To do:
Whenever the word "harness" appears in a line of the listing, copy that line.
• • • • •
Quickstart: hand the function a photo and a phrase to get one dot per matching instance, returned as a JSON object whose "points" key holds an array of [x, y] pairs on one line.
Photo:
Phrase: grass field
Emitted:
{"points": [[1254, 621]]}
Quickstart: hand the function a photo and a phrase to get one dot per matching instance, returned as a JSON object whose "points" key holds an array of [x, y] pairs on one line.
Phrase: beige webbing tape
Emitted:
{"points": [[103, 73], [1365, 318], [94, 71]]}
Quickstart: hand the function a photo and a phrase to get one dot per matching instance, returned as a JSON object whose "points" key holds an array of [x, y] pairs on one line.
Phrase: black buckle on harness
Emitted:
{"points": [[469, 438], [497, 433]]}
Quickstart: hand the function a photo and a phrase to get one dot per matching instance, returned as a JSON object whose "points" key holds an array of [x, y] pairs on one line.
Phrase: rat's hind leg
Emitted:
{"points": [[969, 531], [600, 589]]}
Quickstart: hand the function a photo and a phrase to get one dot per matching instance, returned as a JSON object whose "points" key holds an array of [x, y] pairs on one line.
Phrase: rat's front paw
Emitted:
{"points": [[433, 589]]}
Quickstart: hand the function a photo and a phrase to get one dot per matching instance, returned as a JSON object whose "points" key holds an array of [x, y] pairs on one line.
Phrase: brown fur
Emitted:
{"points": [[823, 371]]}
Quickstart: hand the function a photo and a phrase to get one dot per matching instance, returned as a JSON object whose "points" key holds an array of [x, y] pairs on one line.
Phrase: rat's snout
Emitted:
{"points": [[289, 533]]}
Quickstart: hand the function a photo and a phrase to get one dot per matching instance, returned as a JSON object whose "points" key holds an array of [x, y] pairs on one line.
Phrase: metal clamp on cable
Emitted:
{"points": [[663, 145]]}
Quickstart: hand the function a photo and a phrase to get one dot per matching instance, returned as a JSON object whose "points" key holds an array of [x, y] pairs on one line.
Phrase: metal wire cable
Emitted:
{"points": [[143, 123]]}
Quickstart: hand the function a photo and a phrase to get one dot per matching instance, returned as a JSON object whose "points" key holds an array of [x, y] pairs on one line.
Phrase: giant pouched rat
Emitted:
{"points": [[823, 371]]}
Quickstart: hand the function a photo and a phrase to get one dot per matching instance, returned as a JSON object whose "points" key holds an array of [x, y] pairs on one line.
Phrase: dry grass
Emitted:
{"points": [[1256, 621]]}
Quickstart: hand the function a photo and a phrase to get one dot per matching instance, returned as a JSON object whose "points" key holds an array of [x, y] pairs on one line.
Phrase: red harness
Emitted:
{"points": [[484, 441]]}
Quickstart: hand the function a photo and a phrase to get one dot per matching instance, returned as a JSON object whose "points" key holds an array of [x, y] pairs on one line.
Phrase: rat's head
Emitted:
• • • • •
Response:
Phrase: black buckle on harness
Phrase: red harness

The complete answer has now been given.